Report back every line in the data that includes the string "after".

• **Dataset records**
__________________________________________________

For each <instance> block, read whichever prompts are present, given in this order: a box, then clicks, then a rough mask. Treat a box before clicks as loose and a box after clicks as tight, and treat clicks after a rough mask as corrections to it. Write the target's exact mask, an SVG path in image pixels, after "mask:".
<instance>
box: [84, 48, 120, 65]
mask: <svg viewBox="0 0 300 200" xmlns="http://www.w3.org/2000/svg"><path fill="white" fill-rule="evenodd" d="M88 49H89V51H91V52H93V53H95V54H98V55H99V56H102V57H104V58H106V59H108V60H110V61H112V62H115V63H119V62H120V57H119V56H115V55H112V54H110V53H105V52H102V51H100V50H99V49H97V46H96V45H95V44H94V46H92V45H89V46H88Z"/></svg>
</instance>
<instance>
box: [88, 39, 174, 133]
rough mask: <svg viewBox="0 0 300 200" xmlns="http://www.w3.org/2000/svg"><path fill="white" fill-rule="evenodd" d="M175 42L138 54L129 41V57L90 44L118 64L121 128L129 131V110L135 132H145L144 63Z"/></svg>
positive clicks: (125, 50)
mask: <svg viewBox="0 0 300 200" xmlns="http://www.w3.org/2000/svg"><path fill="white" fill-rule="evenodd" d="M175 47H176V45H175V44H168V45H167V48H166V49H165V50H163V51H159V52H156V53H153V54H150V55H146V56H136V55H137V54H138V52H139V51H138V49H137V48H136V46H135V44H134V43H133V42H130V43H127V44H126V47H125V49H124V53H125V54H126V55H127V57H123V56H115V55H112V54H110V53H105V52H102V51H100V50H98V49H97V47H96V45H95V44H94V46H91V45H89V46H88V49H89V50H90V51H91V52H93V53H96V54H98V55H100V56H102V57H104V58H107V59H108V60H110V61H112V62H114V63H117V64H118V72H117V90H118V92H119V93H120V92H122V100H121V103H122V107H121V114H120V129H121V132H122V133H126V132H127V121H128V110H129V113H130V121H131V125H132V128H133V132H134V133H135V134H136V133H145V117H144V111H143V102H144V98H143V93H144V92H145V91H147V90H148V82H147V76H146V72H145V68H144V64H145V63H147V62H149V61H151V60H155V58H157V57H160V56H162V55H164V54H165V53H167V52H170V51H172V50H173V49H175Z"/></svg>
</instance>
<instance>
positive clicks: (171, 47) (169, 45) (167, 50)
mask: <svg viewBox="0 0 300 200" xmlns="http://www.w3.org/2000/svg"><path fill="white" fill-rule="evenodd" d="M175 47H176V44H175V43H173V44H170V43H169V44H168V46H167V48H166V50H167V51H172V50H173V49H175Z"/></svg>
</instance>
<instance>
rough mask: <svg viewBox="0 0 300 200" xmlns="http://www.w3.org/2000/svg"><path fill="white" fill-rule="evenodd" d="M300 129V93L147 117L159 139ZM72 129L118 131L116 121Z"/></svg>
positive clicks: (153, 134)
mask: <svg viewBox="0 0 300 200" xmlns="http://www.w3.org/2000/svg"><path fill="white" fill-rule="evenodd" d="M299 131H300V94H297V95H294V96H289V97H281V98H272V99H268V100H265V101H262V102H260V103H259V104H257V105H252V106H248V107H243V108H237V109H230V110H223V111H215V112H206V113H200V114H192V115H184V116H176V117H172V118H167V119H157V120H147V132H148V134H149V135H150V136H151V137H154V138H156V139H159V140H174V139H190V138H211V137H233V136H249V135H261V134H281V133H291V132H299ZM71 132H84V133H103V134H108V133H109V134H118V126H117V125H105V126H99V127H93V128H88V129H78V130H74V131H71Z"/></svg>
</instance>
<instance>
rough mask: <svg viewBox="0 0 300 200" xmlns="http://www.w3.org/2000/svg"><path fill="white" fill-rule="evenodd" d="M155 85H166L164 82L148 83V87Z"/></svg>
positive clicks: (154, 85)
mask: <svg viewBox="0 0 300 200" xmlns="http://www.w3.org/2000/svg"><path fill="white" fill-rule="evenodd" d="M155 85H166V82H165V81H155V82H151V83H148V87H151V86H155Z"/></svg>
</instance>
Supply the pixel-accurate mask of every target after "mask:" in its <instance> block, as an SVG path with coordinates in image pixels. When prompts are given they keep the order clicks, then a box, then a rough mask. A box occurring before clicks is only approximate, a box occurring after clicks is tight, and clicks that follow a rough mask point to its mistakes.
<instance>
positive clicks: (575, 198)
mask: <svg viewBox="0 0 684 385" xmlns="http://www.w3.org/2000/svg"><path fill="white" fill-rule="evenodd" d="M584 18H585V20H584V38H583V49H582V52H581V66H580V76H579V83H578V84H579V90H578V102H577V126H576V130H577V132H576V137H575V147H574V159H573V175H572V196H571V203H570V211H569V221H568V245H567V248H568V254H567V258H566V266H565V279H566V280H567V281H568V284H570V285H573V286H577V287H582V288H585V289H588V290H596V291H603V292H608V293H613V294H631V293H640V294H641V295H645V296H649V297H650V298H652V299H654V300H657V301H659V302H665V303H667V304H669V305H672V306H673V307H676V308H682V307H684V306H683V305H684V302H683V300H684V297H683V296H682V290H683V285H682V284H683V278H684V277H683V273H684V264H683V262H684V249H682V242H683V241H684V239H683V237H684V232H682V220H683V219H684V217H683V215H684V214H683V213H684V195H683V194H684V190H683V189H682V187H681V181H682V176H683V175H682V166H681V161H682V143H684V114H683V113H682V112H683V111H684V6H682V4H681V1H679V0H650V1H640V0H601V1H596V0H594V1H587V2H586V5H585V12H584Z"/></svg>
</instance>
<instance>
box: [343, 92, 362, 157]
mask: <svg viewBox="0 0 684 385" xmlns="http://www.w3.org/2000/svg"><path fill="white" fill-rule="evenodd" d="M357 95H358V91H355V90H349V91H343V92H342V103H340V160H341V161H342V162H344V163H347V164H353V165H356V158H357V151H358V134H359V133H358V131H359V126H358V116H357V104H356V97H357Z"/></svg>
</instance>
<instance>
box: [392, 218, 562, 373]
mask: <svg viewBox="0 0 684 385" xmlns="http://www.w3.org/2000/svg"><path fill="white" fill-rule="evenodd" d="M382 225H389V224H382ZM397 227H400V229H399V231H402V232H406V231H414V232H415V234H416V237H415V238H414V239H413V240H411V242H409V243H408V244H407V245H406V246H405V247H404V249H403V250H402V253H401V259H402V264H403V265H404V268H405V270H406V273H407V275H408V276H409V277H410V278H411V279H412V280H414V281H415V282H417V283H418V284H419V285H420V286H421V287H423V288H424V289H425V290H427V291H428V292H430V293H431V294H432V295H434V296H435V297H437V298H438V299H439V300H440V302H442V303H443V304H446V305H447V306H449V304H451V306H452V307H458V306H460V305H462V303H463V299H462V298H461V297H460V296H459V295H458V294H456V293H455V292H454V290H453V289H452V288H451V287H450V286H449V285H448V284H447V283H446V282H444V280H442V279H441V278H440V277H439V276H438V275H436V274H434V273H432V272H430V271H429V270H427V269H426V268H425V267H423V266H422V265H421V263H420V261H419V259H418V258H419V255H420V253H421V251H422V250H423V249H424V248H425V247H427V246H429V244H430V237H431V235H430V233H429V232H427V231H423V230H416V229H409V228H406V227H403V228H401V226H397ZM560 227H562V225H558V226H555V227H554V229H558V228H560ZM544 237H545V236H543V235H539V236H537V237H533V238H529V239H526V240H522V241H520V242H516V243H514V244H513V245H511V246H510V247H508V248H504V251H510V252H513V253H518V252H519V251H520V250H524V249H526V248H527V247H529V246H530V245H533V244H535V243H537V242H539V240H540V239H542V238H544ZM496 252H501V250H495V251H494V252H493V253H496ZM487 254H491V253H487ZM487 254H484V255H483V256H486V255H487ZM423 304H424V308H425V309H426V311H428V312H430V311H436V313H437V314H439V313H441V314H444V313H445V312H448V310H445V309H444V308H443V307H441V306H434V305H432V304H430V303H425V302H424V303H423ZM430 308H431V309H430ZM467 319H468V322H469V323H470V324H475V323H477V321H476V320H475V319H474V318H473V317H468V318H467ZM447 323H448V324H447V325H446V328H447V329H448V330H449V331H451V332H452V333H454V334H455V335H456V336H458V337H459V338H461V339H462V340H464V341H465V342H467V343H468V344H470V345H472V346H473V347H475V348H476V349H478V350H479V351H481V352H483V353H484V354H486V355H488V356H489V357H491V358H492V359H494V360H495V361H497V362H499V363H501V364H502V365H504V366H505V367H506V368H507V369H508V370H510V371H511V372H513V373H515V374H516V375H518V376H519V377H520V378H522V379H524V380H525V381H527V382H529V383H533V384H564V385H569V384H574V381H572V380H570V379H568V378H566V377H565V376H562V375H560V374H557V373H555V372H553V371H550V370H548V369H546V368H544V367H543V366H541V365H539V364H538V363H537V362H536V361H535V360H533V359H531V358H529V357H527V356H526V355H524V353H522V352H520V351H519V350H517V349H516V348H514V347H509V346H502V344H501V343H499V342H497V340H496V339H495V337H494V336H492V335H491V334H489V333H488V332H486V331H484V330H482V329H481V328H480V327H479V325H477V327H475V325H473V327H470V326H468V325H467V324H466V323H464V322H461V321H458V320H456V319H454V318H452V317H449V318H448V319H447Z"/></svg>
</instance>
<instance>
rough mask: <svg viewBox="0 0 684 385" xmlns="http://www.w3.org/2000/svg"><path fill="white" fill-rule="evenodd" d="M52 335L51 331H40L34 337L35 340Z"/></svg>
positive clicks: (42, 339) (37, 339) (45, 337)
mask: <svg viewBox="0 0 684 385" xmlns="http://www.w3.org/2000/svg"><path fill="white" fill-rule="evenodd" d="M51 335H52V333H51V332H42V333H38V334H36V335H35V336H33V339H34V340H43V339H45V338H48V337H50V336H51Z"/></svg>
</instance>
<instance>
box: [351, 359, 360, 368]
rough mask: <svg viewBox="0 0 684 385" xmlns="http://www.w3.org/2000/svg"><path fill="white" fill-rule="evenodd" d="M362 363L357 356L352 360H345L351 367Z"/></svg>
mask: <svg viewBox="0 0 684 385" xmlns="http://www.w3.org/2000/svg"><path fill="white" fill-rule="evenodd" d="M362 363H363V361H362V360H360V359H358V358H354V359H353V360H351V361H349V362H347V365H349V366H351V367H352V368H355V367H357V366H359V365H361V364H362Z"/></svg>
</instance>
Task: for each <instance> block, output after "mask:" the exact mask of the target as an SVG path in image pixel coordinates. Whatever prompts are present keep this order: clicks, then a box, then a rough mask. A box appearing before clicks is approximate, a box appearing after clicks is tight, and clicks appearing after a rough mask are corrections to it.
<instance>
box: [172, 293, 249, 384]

__________________________________________________

• **Reply**
For each <instance> block, read whichever prompts are present, given in this order: a box, then clicks, then a rough mask. Treat a box before clicks as loose and a box after clicks as tight, and treat clicks after a rough mask as corrections to it. Write the target's exact mask, an SVG path in image pixels, after "mask:".
Supply the pixel-accurate mask of every target after "mask:" in its <instance> block, as an SVG path with coordinates in image pixels. When prompts are given they keep the order clicks, then a box, then a rough mask. A box occurring before clicks is only approximate, a box occurring after clicks is tight, and clicks that follow a rough mask point to its mistakes.
Task: for each <instance> block, output after "mask:" the exact mask of the target as an SVG path in image pixel coordinates. Whatever prompts are present keep this order: clicks, then a box, then a rough mask. A box appearing before clicks is approximate, a box appearing after clicks is tight, and clicks appearing after a rough mask are corrections to it.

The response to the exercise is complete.